**Supplied text**
-- -- --
The axially lowermost point of convex shoulder region 25 and composite blade profile 39 defines a blade profile nose 27. At blade profile nose 27, the slope of a tangent line 27 a to convex shoulder region 25 and composite blade profile 39 is zero. Thus, as used herein, the term “blade profile nose” refers to the point along a convex region of a composite blade profile of a bit in rotated profile view at which the slope of a tangent to the composite blade profile is zero. For most conventional fixed cutter bits (e.g., bit 10), the composite blade profile includes only one convex shoulder region (e.g., convex shoulder region 25), and only one blade profile nose (e.g., nose 27). As shown in FIGS. 1-3, cutting elements 40 are arranged in rows along blades 31-36 and are positioned along the bit face 20 in the regions previously described as cone region 24, shoulder region 25 and gage region 26 of composite blade profile 39. In particular, cutting elements 40 are mounted on blades 31-36 in predetermined radially-spaced positions relative to the central axis 11 of the bit 10.
Without regard to the type of bit, the cost of drilling a borehole is proportional to the length of time it takes to drill the borehole to the desired depth and location. The drilling time, in turn, is greatly affected by the number of times the drill bit must be changed in order to reach the targeted formation. This is the case because each time the bit is changed, the entire drill string, which may be miles long, must be retrieved from the borehole section by section. Once the drill string has been retrieved and the new bit installed, the bit must be lowered to the bottom of the borehole on the drill string, which again must be constructed section by section. This process, known as a “trip” of the drill string, requires considerable time, effort, and expense. Accordingly, it is always desirable to employ drill bits that will drill faster and longer and that are usable over a wider range of differing formation hardnesses.
-- -- --
**Provided data**
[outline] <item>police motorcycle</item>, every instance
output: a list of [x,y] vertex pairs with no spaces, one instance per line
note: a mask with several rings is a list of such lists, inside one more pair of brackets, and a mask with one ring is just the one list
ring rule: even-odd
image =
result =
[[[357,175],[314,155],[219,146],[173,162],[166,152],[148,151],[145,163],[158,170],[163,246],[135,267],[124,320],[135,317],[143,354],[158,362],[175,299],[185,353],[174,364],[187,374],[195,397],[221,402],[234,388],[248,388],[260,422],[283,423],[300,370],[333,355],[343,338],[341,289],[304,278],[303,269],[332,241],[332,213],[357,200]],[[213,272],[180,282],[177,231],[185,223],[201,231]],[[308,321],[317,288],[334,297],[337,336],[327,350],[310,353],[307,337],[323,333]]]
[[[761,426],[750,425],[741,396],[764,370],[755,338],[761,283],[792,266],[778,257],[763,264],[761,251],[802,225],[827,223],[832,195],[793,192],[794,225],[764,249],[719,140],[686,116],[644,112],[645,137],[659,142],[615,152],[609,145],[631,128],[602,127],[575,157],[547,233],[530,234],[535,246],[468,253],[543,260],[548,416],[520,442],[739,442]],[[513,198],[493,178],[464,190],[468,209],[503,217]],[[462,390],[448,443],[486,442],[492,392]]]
-- -- --
**What is needed**
Do these statements agree with the drill bit text above? (a) At the blade profile nose, the tangent to the composite blade profile has a slope of zero. (b) Most conventional fixed cutter bits have a composite blade profile with two convex shoulder regions. (c) A trip of the drill string takes little time or expense. Answer yes or no for each, quoting the words of the text that decide it.

**Result for this exercise**
(a) Yes: "At blade profile nose 27, the slope of a tangent line 27 a to convex shoulder region 25 and composite blade profile 39 is zero."
(b) No: "the composite blade profile includes only one convex shoulder region"
(c) No: "This process, known as a “trip” of the drill string, requires considerable time, effort, and expense."